(DO THIS) Reproduce word for word the part of the passage on Irvine's Living Wage law starting at "While the Labor" and ending at "in-person, not online.".

(SUPPLIED PASSAGE)
For eight years, since its enactment by a progressive City Council in 2007, Irvine’s Living Wage law guaranteed that hundreds of the City’s contract service workers — landscape workers, maintenance workers, child care workers and janitors — would be paid a Living Wage that this year stood at $11 per hour.

When the Council’s current majority — Mayor Steven Choi and Councilmembers Shea, Lalloway and Schott — voted in June to repeal the law, they effectively cut the City’s minimum wage for contract service workers from $11 per hour to $9 per hour (the State minimum wage).

After weeks of preparation by Alemán and his campaign Co-Chairs — Councilmember Beth Krom and former Councilmember and current Planning Commissioner Mary Ann Gaido — scores of petitioners are “on the streets” with their petitions. They’re seeking the signatures of more than 10,000 registered Irvine voters to qualify the Living Wage restoration initiative for the November, 2016 City election ballot.

While the Labor Day launch of the initiative included uplifting messages, the campaign is now in the nuts-and-bolts tactical phase, organizing people to circulate petitions among friends, in their neighborhoods, at parks and recreation facilities and wherever Irvine citizens gather. This must be done the old-fashioned way, one signature at a time and in-person, not online.

(INFORMATION PROVIDED)
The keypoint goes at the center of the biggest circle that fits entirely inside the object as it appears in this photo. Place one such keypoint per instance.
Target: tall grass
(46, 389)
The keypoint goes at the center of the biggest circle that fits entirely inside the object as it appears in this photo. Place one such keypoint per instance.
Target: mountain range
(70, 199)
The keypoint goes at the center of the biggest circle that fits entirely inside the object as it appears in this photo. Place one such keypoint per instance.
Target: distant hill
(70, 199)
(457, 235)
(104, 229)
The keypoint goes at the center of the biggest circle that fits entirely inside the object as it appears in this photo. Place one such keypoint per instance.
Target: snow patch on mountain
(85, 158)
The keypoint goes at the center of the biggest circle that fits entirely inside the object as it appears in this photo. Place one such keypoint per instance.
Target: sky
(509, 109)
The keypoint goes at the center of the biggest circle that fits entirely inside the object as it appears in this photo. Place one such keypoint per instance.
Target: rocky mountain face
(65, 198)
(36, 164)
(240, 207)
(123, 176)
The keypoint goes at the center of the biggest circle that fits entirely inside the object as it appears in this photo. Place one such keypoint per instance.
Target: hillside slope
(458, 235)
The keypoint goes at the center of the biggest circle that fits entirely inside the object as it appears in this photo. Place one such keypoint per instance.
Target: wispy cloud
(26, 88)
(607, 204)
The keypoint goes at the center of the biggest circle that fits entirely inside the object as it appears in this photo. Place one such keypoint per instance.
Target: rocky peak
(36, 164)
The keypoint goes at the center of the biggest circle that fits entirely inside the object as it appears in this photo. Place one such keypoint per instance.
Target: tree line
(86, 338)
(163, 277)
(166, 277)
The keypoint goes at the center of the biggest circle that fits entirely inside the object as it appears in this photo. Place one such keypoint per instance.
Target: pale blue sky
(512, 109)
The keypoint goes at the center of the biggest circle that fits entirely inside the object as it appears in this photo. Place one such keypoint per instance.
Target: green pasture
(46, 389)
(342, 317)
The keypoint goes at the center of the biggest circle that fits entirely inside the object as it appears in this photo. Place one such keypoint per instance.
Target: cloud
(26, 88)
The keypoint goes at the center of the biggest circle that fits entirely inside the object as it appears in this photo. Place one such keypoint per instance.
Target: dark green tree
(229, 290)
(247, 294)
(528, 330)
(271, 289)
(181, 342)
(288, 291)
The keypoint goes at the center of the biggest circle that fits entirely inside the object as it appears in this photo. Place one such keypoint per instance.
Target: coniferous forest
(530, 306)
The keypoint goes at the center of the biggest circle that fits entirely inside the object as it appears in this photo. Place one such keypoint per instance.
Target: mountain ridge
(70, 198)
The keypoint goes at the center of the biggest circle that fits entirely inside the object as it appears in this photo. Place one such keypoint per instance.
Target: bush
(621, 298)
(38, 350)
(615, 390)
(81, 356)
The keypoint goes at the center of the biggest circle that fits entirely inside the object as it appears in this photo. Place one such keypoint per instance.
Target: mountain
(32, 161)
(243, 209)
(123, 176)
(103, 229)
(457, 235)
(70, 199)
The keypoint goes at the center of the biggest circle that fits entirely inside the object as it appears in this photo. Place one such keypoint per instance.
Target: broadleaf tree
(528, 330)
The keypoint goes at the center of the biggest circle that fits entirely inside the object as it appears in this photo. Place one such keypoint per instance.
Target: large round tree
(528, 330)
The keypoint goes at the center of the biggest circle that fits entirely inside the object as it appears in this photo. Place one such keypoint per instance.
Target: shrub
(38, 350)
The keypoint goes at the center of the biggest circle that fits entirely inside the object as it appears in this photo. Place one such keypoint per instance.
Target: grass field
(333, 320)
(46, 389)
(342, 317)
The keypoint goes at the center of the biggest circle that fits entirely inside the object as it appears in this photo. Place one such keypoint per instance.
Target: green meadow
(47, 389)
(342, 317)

(RESULT OF THE EXERCISE)
While the Labor Day launch of the initiative included uplifting messages, the campaign is now in the nuts-and-bolts tactical phase, organizing people to circulate petitions among friends, in their neighborhoods, at parks and recreation facilities and wherever Irvine citizens gather. This must be done the old-fashioned way, one signature at a time and in-person, not online.